• _Texto fornecido_:

((

Mickey One, por Antonio Moniz Vianna

No cinema há oito anos, Arthur Penn ainda estava no terceiro filme em 1965: este Mickey One, ensaio estranho, incompreensível até nas influências confessadas e que variam de Kafka a Fellini. Ou Penn é muito exigente ou, como há indícios, um homem muito difícil. O insucesso da estreia, The Left Handed Gun (Um de Nós Morrerá) – aliás normal, se o filme arranhava um mito, sugerindo impulsos homossexuais de Billy the Kid – explicaria a inatividade de Penn até 1962. O reaparecimento: The Miracle Worker (O Milagre de Anne Sullivan), e o êxito, reconhecido até pela Academia de Hollywood. A inatividade de Penn teve outros motivos, talvez injustos, como na versão sobre a sua substituição por John Frankenheimer na direção de The Train. No outro período, o diretor que viera da tv para o cinema, foi para o teatro, onde encenou, além de The Miracle Worker, outra peça de William Gibson, muito inferior, Two on a Seesaw (Dois na Gangorra), filmada por Robert Wise na mesma frequência.

))

• _Descrições livres de objetos_:
((

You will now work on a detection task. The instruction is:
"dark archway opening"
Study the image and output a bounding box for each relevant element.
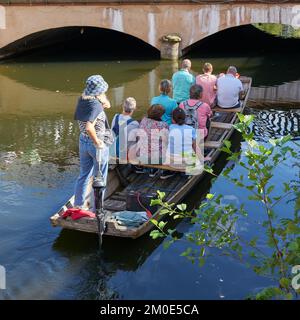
[183,25,300,57]
[0,27,160,61]
[184,25,300,86]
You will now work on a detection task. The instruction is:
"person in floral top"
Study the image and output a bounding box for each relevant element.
[138,104,169,170]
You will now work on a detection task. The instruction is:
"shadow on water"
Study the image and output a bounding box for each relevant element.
[52,133,241,299]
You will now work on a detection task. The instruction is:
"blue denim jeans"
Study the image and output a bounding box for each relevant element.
[74,134,109,209]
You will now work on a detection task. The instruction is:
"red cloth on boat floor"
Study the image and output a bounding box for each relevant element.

))

• _Exercício_: Segundo o texto sobre Mickey One, qual foi o filme de estreia de Arthur Penn?

• _Resultado da tarefa_: The Left Handed Gun (Um de Nós Morrerá).